Melissa Yeager, Co-Author of awriteheart.comMy parents always loved music, so when I was young we went to plays and musicals and orchestra events and music festivals. There was always music playing in the car and in our house. They exposed me to all sorts of genres, and I naturally settled into those that I liked best – some that they weren’t so fond of, and some that they loved themselves. As a kid I had a leaning toward concerts that were loud and crazy…I liked the lights and the feel of the bass vibrating through the ground. But now I love certain concerts for a different reason – and I just recently figured out why.

unity mattersLast week I went to see Rend Collective, which is a Christian band from Ireland whose music really inspires me to worship. My husband and I sat down in our seats at Roberts Wesleyan College’s performing arts center, and I people-watched a little bit as we waited for the show to start. There were people from my church, people we knew from other churches, people from the Christian school I graduated from, and many people we didn’t know at all. All of these people, all together, waiting for the same band, waiting to worship together. All of us were excited to be there, and we all had something in common so even those who didn’t know each other felt free to talk and ask about each other.

• **Given material**:
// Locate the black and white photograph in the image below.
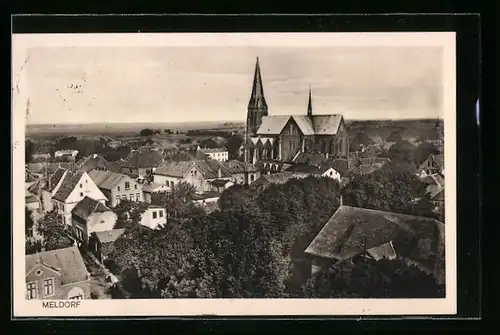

• **Problems**:
1. Return everything from "unity mattersLast week" down to "about each other." in the concert passage, copied word for word.
2. Answer these questions using the concert passage:
(a) What kind of band is Rend Collective, and where is it from?
(b) Where did the writer and her husband take their seats?
(c) As a kid, what did the writer like about loud concerts?
3. List every kind of event that the concert passage says the writer's parents took her to when she was young.

• **Results of the tasks**:
1.
unity mattersLast week I went to see Rend Collective, which is a Christian band from Ireland whose music really inspires me to worship. My husband and I sat down in our seats at Roberts Wesleyan College’s performing arts center, and I people-watched a little bit as we waited for the show to start. There were people from my church, people we knew from other churches, people from the Christian school I graduated from, and many people we didn’t know at all. All of these people, all together, waiting for the same band, waiting to worship together. All of us were excited to be there, and we all had something in common so even those who didn’t know each other felt free to talk and ask about each other.

2.
(a) It is a Christian band from Ireland.
(b) At Roberts Wesleyan College's performing arts center.
(c) The lights and the feel of the bass vibrating through the ground.

3.
plays
musicals
orchestra events
music festivals